§ Page excerpt
::::::::::

French Rugby Federation (FFR) president Bernard Laporte has revealed private equity firm CVC Capital Partners is close to finalising a deal to acquire a stake in the Six Nations tournament, as the national governing body said it expects to make a loss of €5.63m ($6.35m) for the 2020-21 season due to financial aid handed out amid Covid-19.
Laporte was speaking as the FFR held its general assembly. The newly-elected vice-chairman of World Rugby provided an update on the situation surrounding CVC’s proposed investment in the Six Nations national team tournament.
In May, CVC completed its acquisition of a 28-per-cent stake in the Pro14 cross-border rugby union competition from league organising body Celtic Rugby DAC. However, its ambitions for the Six Nations have been held up by the global pandemic.
CVC has been in talks with the Six Nations about acquiring a 14-per-cent stake, with its cash injection set to provide welcome relief for member unions who are struggling financially due to Covid-19. “The health crisis has delayed discussions, but we are at the end of the negotiations,” Laporte said, according to French newspaper L’Équipe.
“It is an opportunity for us. Between 75 and 80 million (euros) will be redistributed (to the FFR) over five years. I remind you that this is a marketing and commercial management which will not interfere in the sports field, as some fear.”

::::::::::

§ Dataset records
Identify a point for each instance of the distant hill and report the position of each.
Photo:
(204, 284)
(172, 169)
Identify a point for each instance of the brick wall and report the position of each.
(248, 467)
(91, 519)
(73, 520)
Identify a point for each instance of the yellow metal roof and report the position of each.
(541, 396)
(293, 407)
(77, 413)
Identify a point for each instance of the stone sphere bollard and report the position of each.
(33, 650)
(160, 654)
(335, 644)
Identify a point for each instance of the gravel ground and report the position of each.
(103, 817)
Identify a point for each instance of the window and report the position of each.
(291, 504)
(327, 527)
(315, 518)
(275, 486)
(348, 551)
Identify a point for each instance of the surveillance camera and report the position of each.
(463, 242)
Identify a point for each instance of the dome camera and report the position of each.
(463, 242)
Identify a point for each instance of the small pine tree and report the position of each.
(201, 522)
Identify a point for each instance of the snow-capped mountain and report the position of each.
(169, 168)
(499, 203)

::::::::::

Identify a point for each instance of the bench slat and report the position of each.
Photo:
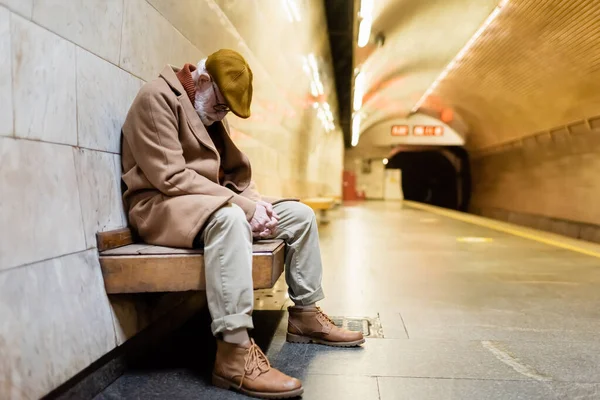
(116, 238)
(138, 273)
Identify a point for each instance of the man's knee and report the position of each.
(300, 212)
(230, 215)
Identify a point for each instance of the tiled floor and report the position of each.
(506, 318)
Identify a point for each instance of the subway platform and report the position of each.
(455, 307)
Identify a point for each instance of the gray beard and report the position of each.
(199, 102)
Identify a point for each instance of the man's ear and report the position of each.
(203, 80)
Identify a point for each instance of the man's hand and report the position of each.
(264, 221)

::::::::::

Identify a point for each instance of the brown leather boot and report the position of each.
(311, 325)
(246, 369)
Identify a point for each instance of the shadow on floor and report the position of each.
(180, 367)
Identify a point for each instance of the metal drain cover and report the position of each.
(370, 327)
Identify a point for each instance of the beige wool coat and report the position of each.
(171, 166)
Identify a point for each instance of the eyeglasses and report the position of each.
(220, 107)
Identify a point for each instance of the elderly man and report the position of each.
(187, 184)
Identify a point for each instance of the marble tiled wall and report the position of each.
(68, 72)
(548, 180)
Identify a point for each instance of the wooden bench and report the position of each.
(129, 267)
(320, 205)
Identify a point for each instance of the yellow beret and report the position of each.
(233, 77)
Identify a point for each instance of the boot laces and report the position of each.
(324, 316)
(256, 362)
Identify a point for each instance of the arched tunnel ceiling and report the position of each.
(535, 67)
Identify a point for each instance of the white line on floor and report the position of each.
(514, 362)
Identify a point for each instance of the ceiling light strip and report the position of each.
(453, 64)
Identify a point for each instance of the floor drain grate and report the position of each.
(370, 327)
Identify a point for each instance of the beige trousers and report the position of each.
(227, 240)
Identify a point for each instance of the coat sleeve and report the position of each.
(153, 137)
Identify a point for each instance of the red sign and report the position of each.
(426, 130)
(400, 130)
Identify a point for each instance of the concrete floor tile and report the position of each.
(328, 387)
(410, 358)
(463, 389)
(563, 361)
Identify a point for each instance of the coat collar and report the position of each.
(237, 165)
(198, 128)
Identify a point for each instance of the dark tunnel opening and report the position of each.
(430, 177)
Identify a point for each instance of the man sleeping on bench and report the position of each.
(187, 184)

::::::::::

§ Problem description
Carry on the article on CVC's Six Nations stake, starting after its last sentence. The lines have no connection to the article on CVC's Six Nations stake.

§ Written response
The likely welcoming of fresh investment was illustrated as the FFR presented its draft budget for the 2020-21 season. The draft budget, which did not include current unknowns such as CVC’s proposed deal, outlines total expenditure of €126.4m and revenues of €120.7m, resulting in the projected loss of €5.63m.
The FFR approved the second phase of its French Rugby Recovery Plan, which will divert a further €21m to clubs during the current health crisis. This comes on top of an initial payment of €14m.
Alexandre Martinez, treasurer of the FFR, said: “It is important to remember that outside the recovery plan, the (financial) result would be positive but it was unthinkable for the FFR not to come to the aid of its clubs when they need it most. The decision of this financial effort is fully supported because it is our responsibility that no club is left in trouble.”